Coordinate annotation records
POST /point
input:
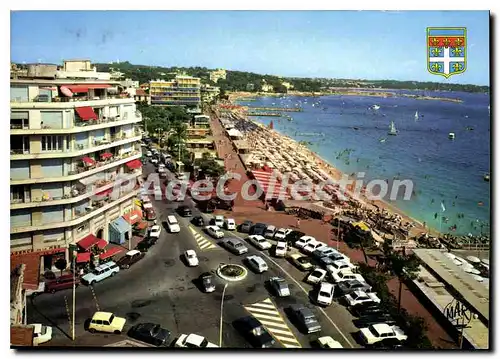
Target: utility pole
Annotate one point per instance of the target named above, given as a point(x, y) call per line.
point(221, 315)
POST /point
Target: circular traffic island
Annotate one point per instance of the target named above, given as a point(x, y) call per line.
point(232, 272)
...
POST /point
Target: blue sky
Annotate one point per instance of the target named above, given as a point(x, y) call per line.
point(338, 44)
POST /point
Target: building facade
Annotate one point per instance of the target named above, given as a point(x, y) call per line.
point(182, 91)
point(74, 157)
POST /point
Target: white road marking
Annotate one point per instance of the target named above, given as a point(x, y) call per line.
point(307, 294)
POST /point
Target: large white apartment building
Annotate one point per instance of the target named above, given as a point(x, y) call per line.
* * *
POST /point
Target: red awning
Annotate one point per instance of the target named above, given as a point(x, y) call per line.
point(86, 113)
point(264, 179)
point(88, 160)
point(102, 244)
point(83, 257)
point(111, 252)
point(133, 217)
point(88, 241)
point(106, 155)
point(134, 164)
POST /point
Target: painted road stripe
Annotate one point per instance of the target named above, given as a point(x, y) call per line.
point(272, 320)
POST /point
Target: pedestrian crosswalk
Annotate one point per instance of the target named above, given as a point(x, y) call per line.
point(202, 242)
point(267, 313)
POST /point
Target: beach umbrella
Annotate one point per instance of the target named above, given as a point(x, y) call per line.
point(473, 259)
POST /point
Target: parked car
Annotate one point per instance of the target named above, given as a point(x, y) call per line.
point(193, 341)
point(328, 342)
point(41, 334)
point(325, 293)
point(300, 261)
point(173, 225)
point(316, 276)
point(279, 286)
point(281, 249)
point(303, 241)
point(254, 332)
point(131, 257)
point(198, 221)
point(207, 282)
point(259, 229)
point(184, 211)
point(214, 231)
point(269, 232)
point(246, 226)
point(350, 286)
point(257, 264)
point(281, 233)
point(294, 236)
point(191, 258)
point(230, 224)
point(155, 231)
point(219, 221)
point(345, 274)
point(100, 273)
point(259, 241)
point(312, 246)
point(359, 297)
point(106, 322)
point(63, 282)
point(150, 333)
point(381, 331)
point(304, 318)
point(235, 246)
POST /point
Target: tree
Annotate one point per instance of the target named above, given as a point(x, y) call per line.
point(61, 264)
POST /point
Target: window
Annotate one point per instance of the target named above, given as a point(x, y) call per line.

• **WHAT THE TASK REQUIRES**
How many lines in the entries above contain the word "building"? Reply with the number only.

• **COMPLETE OUTPUT**
2